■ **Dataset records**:
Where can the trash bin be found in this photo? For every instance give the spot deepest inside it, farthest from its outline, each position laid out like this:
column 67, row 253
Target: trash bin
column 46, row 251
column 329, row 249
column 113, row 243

■ **What you are asked to do**:
Retype all of the data exactly. Leave nothing out.

■ **Answer box**:
Where can the trash bin be found in this photo? For every instance give the spot deepest inside it, farthest from its outline, each position laid out like this:
column 67, row 253
Target: trash bin
column 46, row 251
column 329, row 249
column 113, row 243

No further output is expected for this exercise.